--- Page excerpt ---
__________________________________________________

Automatic Rollback Triggers: - Error rate > 5% - Response time > 2s p95 - User complaints > 10 in 5min - Health check failures


Procedure 4: Deploy Schema Migration

Time Required: 1-2 hours
Risk Level: High
Rollback: Manual (with snapshot restore)

# 1. Create database snapshot
./scripts/db_snapshot.sh production --name pre_migration_v1_1

# 2. Test migration on copy
./scripts/db_copy.sh production test_migration
./scripts/db_migrate.sh test_migration --version 1.1 --dry-run
./scripts/db_migrate.sh test_migration --version 1.1 --execute

# 3. Validate test migration
./scripts/validate_migrated_data.sh test_migration

# 4. If test successful, schedule production migration
# (During low-traffic window: 2-4 AM UTC)

# 5. Put app in maintenance mode
./scripts/maintenance_mode.sh enable \
  --message "Upgrading for new features. Back in 10 minutes!"

__________________________________________________

--- Rows of box annotation data ---
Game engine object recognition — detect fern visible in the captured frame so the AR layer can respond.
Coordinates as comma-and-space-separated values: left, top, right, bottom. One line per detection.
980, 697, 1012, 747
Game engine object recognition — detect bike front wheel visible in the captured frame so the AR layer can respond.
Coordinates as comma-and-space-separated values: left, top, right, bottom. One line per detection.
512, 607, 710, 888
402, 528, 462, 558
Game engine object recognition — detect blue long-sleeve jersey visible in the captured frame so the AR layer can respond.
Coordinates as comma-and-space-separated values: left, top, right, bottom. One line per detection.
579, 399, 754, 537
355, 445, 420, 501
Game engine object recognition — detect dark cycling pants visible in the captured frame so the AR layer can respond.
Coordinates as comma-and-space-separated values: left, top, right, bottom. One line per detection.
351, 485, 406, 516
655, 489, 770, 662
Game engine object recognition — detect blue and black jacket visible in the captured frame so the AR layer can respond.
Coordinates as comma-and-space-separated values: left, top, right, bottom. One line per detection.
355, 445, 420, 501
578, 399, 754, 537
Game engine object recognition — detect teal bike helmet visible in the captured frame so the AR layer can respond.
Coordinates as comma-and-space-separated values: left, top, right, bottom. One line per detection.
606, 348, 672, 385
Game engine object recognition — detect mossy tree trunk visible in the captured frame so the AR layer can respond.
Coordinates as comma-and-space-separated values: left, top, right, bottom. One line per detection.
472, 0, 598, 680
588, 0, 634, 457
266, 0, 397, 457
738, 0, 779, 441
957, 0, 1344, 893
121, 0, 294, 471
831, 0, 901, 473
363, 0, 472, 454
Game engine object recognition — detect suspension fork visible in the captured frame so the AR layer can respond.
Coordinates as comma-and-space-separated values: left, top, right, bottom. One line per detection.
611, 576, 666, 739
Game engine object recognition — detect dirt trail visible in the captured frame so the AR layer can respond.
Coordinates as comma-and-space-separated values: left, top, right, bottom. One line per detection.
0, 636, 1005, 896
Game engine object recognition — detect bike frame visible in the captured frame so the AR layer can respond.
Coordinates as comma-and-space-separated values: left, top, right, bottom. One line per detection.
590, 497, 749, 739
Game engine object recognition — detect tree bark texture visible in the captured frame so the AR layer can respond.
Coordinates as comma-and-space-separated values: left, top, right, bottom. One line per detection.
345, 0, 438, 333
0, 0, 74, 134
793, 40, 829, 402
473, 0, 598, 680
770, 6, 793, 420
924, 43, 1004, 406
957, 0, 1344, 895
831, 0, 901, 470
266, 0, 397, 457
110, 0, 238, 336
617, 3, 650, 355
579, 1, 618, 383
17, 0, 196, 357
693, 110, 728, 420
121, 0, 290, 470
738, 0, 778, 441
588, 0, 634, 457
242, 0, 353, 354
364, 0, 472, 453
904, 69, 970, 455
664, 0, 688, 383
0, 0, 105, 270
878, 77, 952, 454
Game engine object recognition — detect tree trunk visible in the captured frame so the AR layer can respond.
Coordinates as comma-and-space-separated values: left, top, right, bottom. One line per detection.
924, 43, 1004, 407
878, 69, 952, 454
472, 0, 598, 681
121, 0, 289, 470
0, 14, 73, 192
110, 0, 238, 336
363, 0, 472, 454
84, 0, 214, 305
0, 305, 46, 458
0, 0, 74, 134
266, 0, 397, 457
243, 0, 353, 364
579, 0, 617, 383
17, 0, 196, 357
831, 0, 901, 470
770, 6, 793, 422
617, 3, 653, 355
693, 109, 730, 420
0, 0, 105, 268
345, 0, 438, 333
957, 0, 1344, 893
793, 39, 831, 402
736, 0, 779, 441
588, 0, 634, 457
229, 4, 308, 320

__________________________________________________

--- Goal ---
List every automatic rollback trigger given in the deployment text above. These records stand apart from the deployment text.

--- Answer to this task ---
- Error rate > 5%
- Response time > 2s p95
- User complaints > 10 in 5min
- Health check failures